§ Written tasks:
a – In the essay on E.E. Cummings, what is the title of his last volume of poetry?
b – Pick up the essay on E.E. Cummings after the poem beginning "l(a" and continue it in the same formal register.
>> start Excerpted passage
Each of these words could easily describe the fervent brushstrokes on a painters

canvas. However, it is the passion of E.E. Cummings poetry that they are meant to express.

The words and designs of his works embody the same breathless quality contained in

modern art. It is no surprise that he was an open-minded critic, attentive observer, inspired

participant, and devoted lover of various art forms besides his renowned poetry. The

concepts of impulsive creation which are evident in art are also apparent in Cummings’

poems. From the first publication of his works to the last they have remained free of

confining syntactic and rigid guidelines. The exact way an impressionist painter may use

potent color to convey the essence of his paining; Cummings uses vivid words to attract

the reader and make their subconscious feel his point before their mind understands it.

The use of this rare technique is how he has originated a small miracle in each individual

poem. By attaining a comprehension of Cummings’ relationship to art, a reader can be

illuminated with a heightened respect for his unique and rousing poetry.

In 1945, Estlin Cummings wrote this winsome dialogue between himself and a

hypothetical interviewer:

” Oh yes, one more question:

where will you live after this war is over? ”

” In China as usual. ”

” China? ”

” Of course. ”

” Whereabouts in China? ”

Where a painter is a poet. ”

It playfully expresses his sense of art as a single, indivisible category. During his lifetime,

from 1894 to 1962, he did not yield to any boundaries and promoted the intermingling of

different artistic outlets. That mindset is what instigated his writing of the ballet, ” Tom ”

based on Uncle Tom’s Cabin, a collection of his charcoal, pencil, and water color pictures

entitled CICPW, Eimi, a journal of his trip to Soviet Russia, and Anthropos: The Future

of Art. These other exceptional layers to his creative genius are revealed in his poetry in

many ways. Finding them enables the reader to agree with his reference to himself as ” an

author of pictures and a draftsman of words “.

E.E. Cummings was aware of the inevitable frustration readers may endure while

studying the first page of his last volume of poetry, 95 poems. With that assumption in

mind, he issued a warning: ” Watch out! This poem is not for the faint-hearted. It will not

yield to those who merely want their prejudices caressed. Open up! ” This unconventional

piece looked as follows:

l(a

le

af

fa

ll

s)
>> end Excerpted passage
>> start Entries
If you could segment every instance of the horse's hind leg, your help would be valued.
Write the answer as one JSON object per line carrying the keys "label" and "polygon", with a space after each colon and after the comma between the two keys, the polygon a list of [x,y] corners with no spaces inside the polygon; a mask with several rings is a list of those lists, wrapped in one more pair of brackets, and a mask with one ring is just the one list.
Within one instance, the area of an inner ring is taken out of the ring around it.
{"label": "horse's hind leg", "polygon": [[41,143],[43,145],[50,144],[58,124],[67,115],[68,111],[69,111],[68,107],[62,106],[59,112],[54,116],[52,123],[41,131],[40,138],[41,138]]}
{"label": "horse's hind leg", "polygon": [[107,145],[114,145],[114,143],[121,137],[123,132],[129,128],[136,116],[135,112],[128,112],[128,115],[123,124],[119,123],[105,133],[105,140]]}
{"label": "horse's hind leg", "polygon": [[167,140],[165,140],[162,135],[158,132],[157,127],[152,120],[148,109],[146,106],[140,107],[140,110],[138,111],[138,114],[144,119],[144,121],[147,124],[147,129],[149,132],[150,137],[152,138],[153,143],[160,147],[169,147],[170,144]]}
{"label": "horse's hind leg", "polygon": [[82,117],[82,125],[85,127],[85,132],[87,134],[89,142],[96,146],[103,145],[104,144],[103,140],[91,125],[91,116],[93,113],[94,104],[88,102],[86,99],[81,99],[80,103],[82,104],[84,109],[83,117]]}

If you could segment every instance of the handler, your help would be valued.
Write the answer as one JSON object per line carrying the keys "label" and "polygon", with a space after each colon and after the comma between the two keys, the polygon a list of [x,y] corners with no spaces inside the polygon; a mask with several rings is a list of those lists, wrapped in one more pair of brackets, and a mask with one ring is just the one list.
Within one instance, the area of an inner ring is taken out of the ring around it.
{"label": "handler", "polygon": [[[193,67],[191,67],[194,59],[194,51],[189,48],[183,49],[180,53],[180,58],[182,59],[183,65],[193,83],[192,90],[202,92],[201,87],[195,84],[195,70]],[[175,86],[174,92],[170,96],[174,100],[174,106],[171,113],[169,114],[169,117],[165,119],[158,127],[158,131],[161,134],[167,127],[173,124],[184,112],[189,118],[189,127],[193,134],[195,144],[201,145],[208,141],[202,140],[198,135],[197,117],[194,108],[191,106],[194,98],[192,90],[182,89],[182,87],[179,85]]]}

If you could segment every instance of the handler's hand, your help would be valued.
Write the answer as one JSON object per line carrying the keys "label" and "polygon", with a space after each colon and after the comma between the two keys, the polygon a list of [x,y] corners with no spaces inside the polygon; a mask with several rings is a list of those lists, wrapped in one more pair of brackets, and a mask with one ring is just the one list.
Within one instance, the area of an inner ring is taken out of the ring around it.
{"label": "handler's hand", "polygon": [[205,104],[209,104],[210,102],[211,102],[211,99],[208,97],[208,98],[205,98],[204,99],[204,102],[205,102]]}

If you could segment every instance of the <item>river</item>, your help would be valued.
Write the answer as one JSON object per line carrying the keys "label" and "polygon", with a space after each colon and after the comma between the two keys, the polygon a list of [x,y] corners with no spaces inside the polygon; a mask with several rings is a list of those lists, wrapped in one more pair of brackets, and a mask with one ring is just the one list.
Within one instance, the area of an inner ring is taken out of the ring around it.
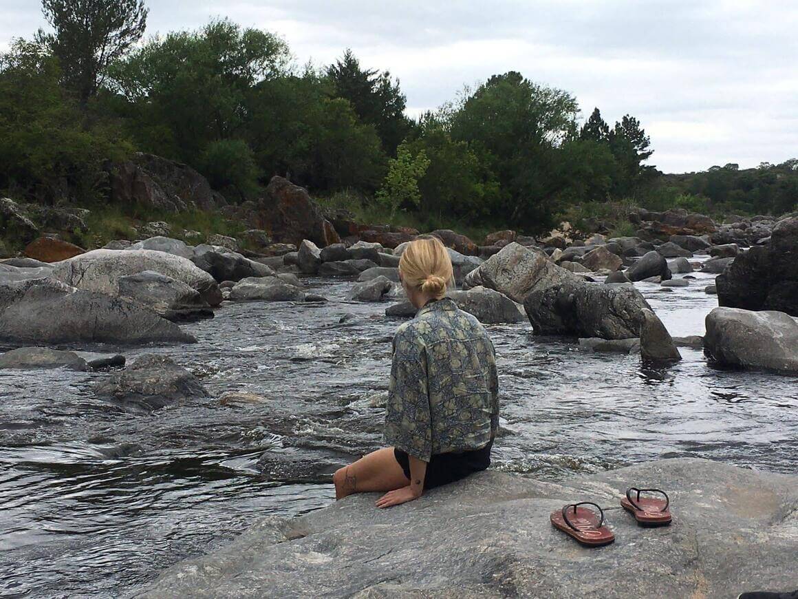
{"label": "river", "polygon": [[[636,284],[674,335],[702,335],[717,306],[713,277],[695,276],[671,292]],[[205,400],[124,410],[93,395],[107,372],[0,371],[0,595],[129,595],[255,518],[333,501],[331,473],[380,446],[397,321],[344,301],[350,282],[307,283],[330,301],[230,304],[185,326],[196,344],[121,350],[172,356]],[[649,367],[528,323],[488,328],[504,425],[492,467],[558,479],[693,456],[795,472],[795,377],[716,370],[687,348]],[[226,391],[266,399],[222,405]]]}

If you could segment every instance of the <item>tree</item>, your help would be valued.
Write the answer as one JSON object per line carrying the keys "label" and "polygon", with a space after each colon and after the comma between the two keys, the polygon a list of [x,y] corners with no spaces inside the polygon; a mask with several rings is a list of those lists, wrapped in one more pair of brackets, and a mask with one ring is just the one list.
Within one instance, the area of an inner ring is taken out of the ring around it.
{"label": "tree", "polygon": [[601,111],[598,108],[593,109],[587,122],[586,122],[579,131],[579,139],[606,143],[610,141],[610,125],[601,117]]}
{"label": "tree", "polygon": [[144,34],[144,0],[42,0],[45,18],[54,32],[38,39],[61,64],[65,87],[81,105],[97,92],[106,68]]}
{"label": "tree", "polygon": [[351,102],[363,122],[374,125],[383,149],[393,155],[411,128],[405,116],[406,98],[399,89],[399,81],[391,79],[388,71],[363,69],[349,49],[327,67],[327,77],[334,93]]}
{"label": "tree", "polygon": [[211,141],[244,135],[253,87],[285,74],[289,58],[272,34],[213,21],[150,40],[111,75],[142,147],[196,165]]}
{"label": "tree", "polygon": [[397,157],[388,161],[388,174],[377,192],[377,199],[390,209],[392,223],[397,210],[402,205],[418,208],[421,200],[418,180],[424,177],[429,166],[429,159],[424,150],[413,156],[404,143],[397,148]]}

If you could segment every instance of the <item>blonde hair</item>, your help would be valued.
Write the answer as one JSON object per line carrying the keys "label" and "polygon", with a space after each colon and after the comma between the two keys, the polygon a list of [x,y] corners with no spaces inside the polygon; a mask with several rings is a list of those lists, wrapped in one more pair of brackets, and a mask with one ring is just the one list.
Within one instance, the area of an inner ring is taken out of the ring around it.
{"label": "blonde hair", "polygon": [[399,272],[409,286],[421,289],[437,300],[452,284],[452,259],[437,237],[417,237],[405,248]]}

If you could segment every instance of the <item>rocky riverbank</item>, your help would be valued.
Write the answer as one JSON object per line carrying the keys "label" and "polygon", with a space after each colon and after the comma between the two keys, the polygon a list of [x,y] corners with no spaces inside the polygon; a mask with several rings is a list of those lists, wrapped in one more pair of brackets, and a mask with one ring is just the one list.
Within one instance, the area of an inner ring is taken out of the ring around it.
{"label": "rocky riverbank", "polygon": [[[638,526],[630,486],[666,490],[674,523]],[[798,588],[798,477],[700,459],[652,462],[561,483],[498,472],[380,510],[350,496],[267,518],[178,564],[139,596],[736,597]],[[616,541],[585,549],[549,514],[592,501]]]}

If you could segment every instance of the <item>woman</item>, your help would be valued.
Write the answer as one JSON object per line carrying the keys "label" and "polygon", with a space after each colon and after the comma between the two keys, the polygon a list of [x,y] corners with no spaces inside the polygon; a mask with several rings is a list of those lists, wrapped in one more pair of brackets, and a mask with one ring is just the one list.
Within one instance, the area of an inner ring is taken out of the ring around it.
{"label": "woman", "polygon": [[381,508],[487,468],[499,429],[493,344],[470,314],[445,297],[452,260],[436,237],[409,244],[399,280],[418,312],[393,338],[385,442],[333,476],[336,499],[387,491]]}

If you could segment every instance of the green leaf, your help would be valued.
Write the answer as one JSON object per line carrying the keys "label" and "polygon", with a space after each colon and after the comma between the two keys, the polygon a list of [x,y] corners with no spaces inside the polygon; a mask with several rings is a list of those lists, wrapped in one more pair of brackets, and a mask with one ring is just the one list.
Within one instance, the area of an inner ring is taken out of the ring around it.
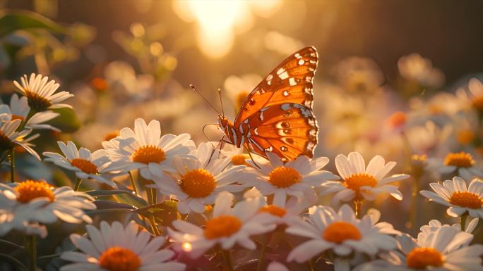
>> end Entries
§ Answers to each task:
a – 95 poems

b –
one

l

iness

Immediate arguments arose once it was exposed to the public in 1958, because as far as

critics were concerned, it didn’t say anything. Its vital purpose was not to promote certain

opinions or thoughts on loneliness. Instead, it was meant to leave the reader with a

nostalgic feeling of it. The artistic design it forms on the page is an entity of genius in

itself. From the ” L ” to the ” iness ” the arrangement of letters is like that of a drifting leaf.

Cummings has not deepened or extended the literal meaning of the leaf falling, instead, he

has added to it a visual quality that is solely aesthetic. He has used the black print of a

typewriter to ” paint ” the image across the page. It is much like a sculptor’s masterpiece

which evokes a feeling without speaking of it. For example, ” The Thinker ” by Paul

Rodin, even without the revealing title the bronze incarnation of a pensively posed man

suggests the idea of thinking. Basically, Cummings has indulged the readers’ imagination

by representing loneliness with ink and allowing their own perceptions to determine any

further values.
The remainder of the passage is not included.